Which of the lines in the data mention the string "serving"? List them all.

Stored items

┌──

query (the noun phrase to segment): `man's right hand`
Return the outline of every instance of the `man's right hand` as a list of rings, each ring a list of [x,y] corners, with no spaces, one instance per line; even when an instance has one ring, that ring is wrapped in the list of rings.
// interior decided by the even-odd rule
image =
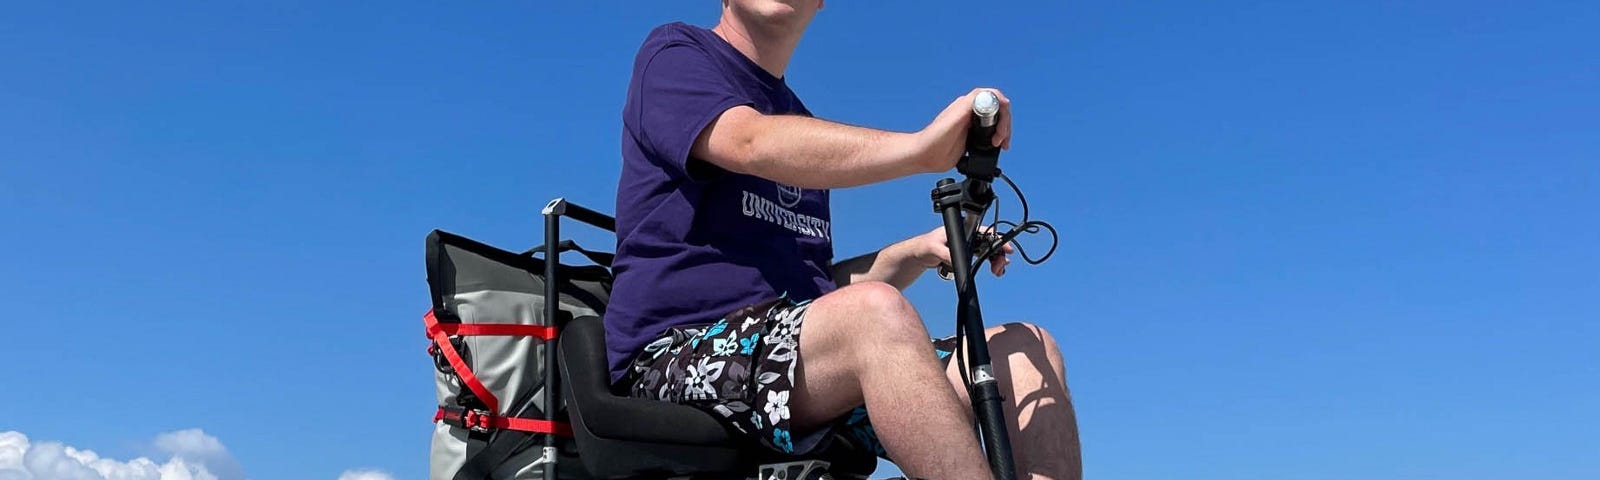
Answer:
[[[966,95],[956,97],[939,112],[927,127],[916,133],[924,152],[918,164],[927,172],[943,172],[955,168],[956,162],[967,147],[967,129],[972,125],[972,101],[978,92],[989,90],[1000,98],[999,122],[994,129],[994,145],[1011,148],[1011,100],[994,88],[975,88]]]

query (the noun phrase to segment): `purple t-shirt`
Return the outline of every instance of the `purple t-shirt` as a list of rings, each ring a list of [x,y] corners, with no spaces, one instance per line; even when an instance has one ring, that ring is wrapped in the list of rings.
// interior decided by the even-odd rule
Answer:
[[[783,79],[710,30],[673,23],[645,38],[622,109],[616,283],[605,315],[613,381],[670,327],[836,288],[827,190],[689,155],[706,125],[739,105],[810,115]]]

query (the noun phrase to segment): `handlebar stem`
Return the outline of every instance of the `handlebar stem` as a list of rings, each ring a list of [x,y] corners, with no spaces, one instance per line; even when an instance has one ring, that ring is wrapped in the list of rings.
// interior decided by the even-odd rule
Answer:
[[[974,190],[977,190],[974,192]],[[973,197],[974,193],[986,198],[979,202]],[[955,273],[956,283],[956,318],[958,325],[965,337],[967,351],[967,378],[972,379],[968,386],[968,397],[972,399],[972,409],[978,419],[978,435],[983,441],[984,454],[989,458],[989,468],[998,480],[1014,480],[1016,478],[1016,460],[1011,455],[1011,440],[1006,434],[1005,412],[1002,409],[1004,397],[1000,395],[1000,385],[994,376],[993,361],[989,357],[989,342],[985,336],[983,323],[983,309],[978,305],[978,288],[976,278],[972,275],[972,250],[967,239],[973,225],[966,225],[962,218],[967,207],[981,205],[976,212],[981,213],[993,201],[994,193],[989,190],[987,181],[967,179],[956,183],[955,180],[945,178],[939,180],[933,189],[934,209],[944,217],[945,240],[950,248],[950,266]],[[955,352],[962,355],[963,352]]]

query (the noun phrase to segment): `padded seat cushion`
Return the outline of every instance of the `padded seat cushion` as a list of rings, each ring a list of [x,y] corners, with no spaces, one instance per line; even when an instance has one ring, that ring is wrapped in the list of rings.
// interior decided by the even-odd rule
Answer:
[[[754,472],[763,463],[801,459],[738,445],[711,414],[694,407],[618,396],[606,368],[605,327],[599,317],[567,323],[559,340],[560,368],[580,457],[591,473],[606,478],[645,473]],[[861,477],[877,468],[878,458],[844,435],[825,451],[808,455],[826,460],[834,472]]]
[[[573,319],[561,332],[560,348],[576,397],[572,401],[583,405],[584,423],[595,436],[679,445],[733,443],[727,428],[694,407],[613,394],[600,318]]]

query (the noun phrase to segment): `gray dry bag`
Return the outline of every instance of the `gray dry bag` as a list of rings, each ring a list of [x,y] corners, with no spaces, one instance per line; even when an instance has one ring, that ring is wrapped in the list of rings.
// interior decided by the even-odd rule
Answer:
[[[547,435],[559,445],[557,477],[585,478],[561,408],[542,408],[545,349],[556,325],[601,315],[610,259],[563,242],[601,265],[558,265],[560,322],[545,318],[543,259],[434,230],[427,238],[433,309],[423,317],[439,410],[429,478],[541,479]],[[554,370],[551,370],[554,371]]]

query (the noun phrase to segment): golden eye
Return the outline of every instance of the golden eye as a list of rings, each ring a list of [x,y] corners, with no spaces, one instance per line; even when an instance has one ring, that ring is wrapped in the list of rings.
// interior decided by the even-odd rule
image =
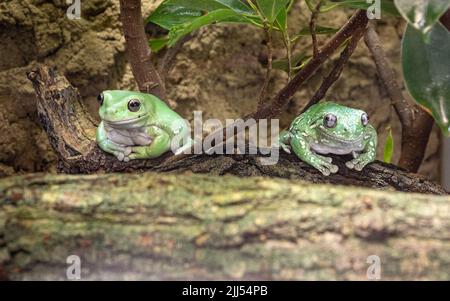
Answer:
[[[327,114],[323,117],[323,125],[327,128],[334,128],[337,124],[337,117],[333,114]]]
[[[137,99],[132,99],[128,102],[128,110],[137,112],[141,108],[141,102]]]
[[[97,96],[97,100],[98,100],[98,102],[100,103],[100,105],[103,104],[103,101],[105,100],[105,97],[103,96],[103,93],[100,93],[100,94]]]
[[[366,113],[363,113],[361,115],[361,123],[363,124],[363,126],[366,126],[369,124],[369,115],[367,115]]]

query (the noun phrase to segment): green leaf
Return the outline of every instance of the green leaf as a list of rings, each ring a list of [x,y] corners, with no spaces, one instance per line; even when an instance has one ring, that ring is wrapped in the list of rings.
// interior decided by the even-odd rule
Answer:
[[[280,11],[289,4],[289,0],[256,0],[261,14],[273,24]]]
[[[411,0],[410,0],[411,1]],[[343,1],[327,1],[322,7],[320,8],[321,12],[328,12],[334,8],[344,6],[344,7],[350,7],[355,9],[368,9],[372,5],[374,5],[375,2],[367,3],[366,0],[343,0]],[[393,0],[381,0],[380,2],[381,11],[385,12],[389,15],[393,16],[400,16],[400,13],[398,12]]]
[[[331,34],[339,31],[339,28],[331,28],[325,26],[316,26],[316,34]],[[308,27],[303,27],[297,35],[299,36],[309,36],[311,31]]]
[[[202,26],[217,22],[249,23],[249,20],[231,9],[214,10],[204,16],[192,20],[191,22],[173,26],[169,32],[168,45],[174,45],[180,38]]]
[[[253,10],[240,0],[165,0],[147,18],[147,22],[170,30],[173,26],[192,22],[218,9],[231,9],[239,14],[253,14]]]
[[[449,0],[394,0],[405,20],[415,29],[427,33],[450,7]]]
[[[308,56],[306,55],[305,51],[297,53],[297,54],[294,54],[291,57],[292,67],[296,67],[297,65],[299,65],[302,61],[304,61],[306,59],[308,59]],[[283,71],[289,72],[289,62],[288,62],[287,58],[274,60],[273,63],[272,63],[272,67],[274,69],[278,69],[278,70],[283,70]]]
[[[390,127],[388,128],[388,130],[389,130],[389,133],[386,138],[386,143],[384,144],[383,158],[384,158],[384,162],[391,163],[392,155],[394,154],[394,137],[392,137],[392,130]]]
[[[161,49],[163,49],[167,45],[168,41],[169,41],[168,37],[156,38],[150,39],[150,41],[148,41],[148,44],[150,46],[150,49],[156,53]]]
[[[426,39],[408,25],[402,41],[402,68],[414,100],[450,135],[450,32],[439,22]]]
[[[277,19],[275,20],[275,24],[277,28],[281,32],[286,32],[287,30],[287,10],[286,8],[282,8],[280,13],[277,16]]]

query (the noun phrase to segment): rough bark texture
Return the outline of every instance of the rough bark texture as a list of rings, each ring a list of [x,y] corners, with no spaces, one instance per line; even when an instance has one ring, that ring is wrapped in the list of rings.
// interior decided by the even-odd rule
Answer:
[[[450,279],[450,199],[155,173],[0,180],[9,279]]]
[[[59,170],[66,173],[93,173],[99,171],[192,171],[196,173],[261,175],[297,178],[315,183],[393,189],[409,192],[444,194],[444,190],[423,177],[407,173],[393,165],[376,162],[363,172],[348,170],[344,158],[335,158],[339,174],[323,177],[319,172],[298,160],[294,155],[280,153],[276,165],[263,165],[260,156],[233,155],[170,156],[155,160],[120,162],[101,151],[95,142],[96,124],[84,109],[76,88],[51,69],[39,66],[28,73],[37,94],[41,124],[59,157]]]

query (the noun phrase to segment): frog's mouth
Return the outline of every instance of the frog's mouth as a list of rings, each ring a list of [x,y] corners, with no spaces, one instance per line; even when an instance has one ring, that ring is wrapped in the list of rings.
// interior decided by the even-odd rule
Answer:
[[[116,128],[124,128],[124,127],[130,127],[139,124],[141,121],[143,121],[145,118],[147,118],[148,114],[130,118],[130,119],[123,119],[123,120],[108,120],[103,119],[104,122],[108,123],[111,127]]]
[[[329,140],[332,141],[332,142],[339,142],[339,143],[343,143],[343,144],[351,144],[351,145],[359,144],[359,143],[362,142],[363,136],[364,136],[364,133],[361,133],[361,134],[360,134],[359,136],[357,136],[356,138],[353,138],[353,139],[347,139],[347,138],[343,138],[343,137],[338,137],[338,136],[335,136],[335,135],[331,135],[331,134],[329,134],[329,133],[327,133],[327,132],[321,130],[320,128],[319,128],[318,130],[319,130],[319,132],[320,132],[320,135],[323,136],[324,138],[329,139]]]

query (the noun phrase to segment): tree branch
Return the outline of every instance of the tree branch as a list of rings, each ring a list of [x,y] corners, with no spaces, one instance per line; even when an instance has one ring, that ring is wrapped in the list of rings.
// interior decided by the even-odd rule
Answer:
[[[380,80],[402,124],[402,152],[398,164],[409,171],[417,172],[425,155],[433,127],[433,118],[420,106],[409,103],[403,96],[394,70],[390,67],[381,47],[374,23],[369,26],[364,40],[372,54]]]
[[[339,46],[342,45],[353,33],[367,26],[367,15],[364,10],[357,10],[350,20],[339,30],[327,44],[319,51],[319,55],[313,57],[301,69],[295,77],[275,96],[270,105],[249,114],[246,118],[271,118],[278,115],[283,107],[294,96],[299,87],[328,59]]]
[[[318,103],[320,100],[322,100],[325,97],[325,95],[327,94],[327,91],[330,89],[330,87],[339,79],[339,77],[342,73],[342,70],[344,69],[344,67],[347,64],[348,60],[350,59],[351,55],[355,51],[356,46],[358,46],[358,42],[364,35],[364,32],[365,32],[365,28],[361,28],[354,32],[353,36],[350,38],[350,41],[348,42],[348,45],[341,52],[341,55],[339,56],[336,63],[334,64],[333,69],[328,74],[328,76],[324,78],[319,89],[316,91],[316,93],[313,95],[313,97],[309,100],[309,102],[303,107],[300,114],[306,112],[312,105]]]
[[[165,85],[151,61],[140,0],[120,0],[120,18],[126,51],[139,90],[165,99]]]
[[[10,280],[448,280],[448,196],[192,174],[0,179]],[[0,269],[1,271],[1,269]],[[1,275],[0,275],[1,276]]]
[[[267,23],[265,23],[264,32],[266,33],[267,37],[267,70],[263,85],[261,87],[261,91],[259,93],[258,109],[263,108],[265,105],[267,89],[270,83],[270,75],[272,73],[272,61],[273,61],[272,33]]]
[[[311,32],[311,40],[313,46],[313,56],[316,57],[319,55],[319,48],[317,47],[317,36],[316,36],[316,20],[317,16],[320,12],[320,7],[322,6],[322,1],[317,3],[314,10],[311,12],[311,19],[309,21],[309,31]]]

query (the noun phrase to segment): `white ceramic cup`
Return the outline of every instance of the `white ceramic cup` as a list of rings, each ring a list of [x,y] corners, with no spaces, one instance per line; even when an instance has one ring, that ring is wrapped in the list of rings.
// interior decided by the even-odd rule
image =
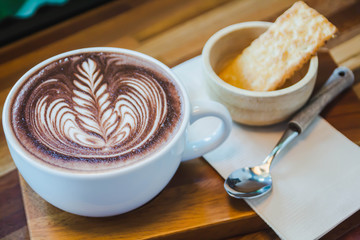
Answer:
[[[183,120],[173,138],[156,153],[128,166],[102,172],[76,173],[49,167],[22,147],[11,126],[11,99],[35,71],[54,60],[80,52],[116,52],[145,59],[163,69],[177,84],[183,98]],[[216,117],[221,124],[204,139],[187,140],[189,126],[200,118]],[[119,48],[87,48],[54,56],[29,70],[10,91],[3,109],[3,128],[11,156],[25,181],[42,198],[70,213],[104,217],[135,209],[154,198],[175,174],[181,160],[202,156],[228,137],[232,122],[227,109],[213,101],[190,103],[181,81],[158,60]]]

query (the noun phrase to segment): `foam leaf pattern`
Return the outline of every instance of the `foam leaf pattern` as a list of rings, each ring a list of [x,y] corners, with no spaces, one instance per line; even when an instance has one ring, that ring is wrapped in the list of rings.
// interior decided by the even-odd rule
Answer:
[[[111,129],[116,126],[116,120],[118,120],[117,113],[109,108],[107,84],[102,83],[103,76],[91,59],[78,66],[78,71],[79,73],[75,74],[77,80],[74,80],[74,85],[79,88],[73,91],[74,110],[78,113],[83,129],[88,133],[99,135],[103,142],[97,142],[97,144],[105,146]]]
[[[30,118],[47,148],[71,157],[115,157],[139,149],[164,123],[167,99],[156,80],[140,73],[119,74],[110,89],[91,58],[75,69],[72,87],[56,78],[38,87],[46,91]]]

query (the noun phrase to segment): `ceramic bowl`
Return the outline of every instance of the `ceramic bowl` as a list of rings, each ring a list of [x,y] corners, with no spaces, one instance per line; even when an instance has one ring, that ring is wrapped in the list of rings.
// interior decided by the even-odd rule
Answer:
[[[244,48],[265,32],[270,22],[244,22],[216,32],[202,52],[205,82],[210,97],[224,104],[235,122],[264,126],[288,119],[309,99],[315,85],[318,58],[313,56],[278,90],[260,92],[234,87],[218,73]]]

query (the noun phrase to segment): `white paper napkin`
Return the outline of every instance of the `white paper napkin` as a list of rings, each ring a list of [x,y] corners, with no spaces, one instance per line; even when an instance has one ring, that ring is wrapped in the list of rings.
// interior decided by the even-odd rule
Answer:
[[[174,72],[191,99],[209,98],[200,56]],[[218,124],[202,120],[196,138]],[[226,178],[233,170],[260,164],[280,139],[285,124],[245,127],[233,124],[230,137],[204,158]],[[316,239],[360,209],[360,148],[318,117],[273,163],[273,190],[246,200],[283,239]],[[224,190],[225,191],[225,190]]]

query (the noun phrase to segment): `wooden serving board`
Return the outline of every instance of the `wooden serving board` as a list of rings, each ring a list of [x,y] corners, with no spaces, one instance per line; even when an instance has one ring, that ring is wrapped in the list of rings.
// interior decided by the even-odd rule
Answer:
[[[132,212],[88,218],[45,202],[21,178],[28,229],[33,239],[218,239],[267,228],[244,201],[230,199],[217,173],[202,159],[184,162],[169,185]],[[116,191],[114,189],[114,191]],[[225,234],[224,234],[225,233]]]
[[[320,53],[319,61],[317,85],[336,67],[328,53]],[[21,176],[20,180],[34,239],[219,239],[269,228],[243,200],[226,194],[224,180],[203,158],[181,163],[168,186],[146,205],[108,218],[81,217],[57,209]]]

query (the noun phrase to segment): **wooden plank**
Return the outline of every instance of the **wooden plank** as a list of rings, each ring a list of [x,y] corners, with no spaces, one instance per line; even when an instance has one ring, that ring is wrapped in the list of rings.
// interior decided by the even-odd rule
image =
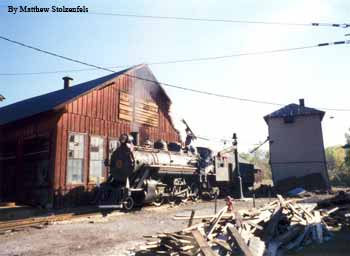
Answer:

└──

Finished exercise =
query (the noun phrase to segment): `wooden serving board`
Return the outline of every instance of the `wooden serving board` as a list of rings, each ring a list of [x,y] corners, with no spaces, one instance per line; even when an instance has one ring, that ring is wrapped in the list of rings.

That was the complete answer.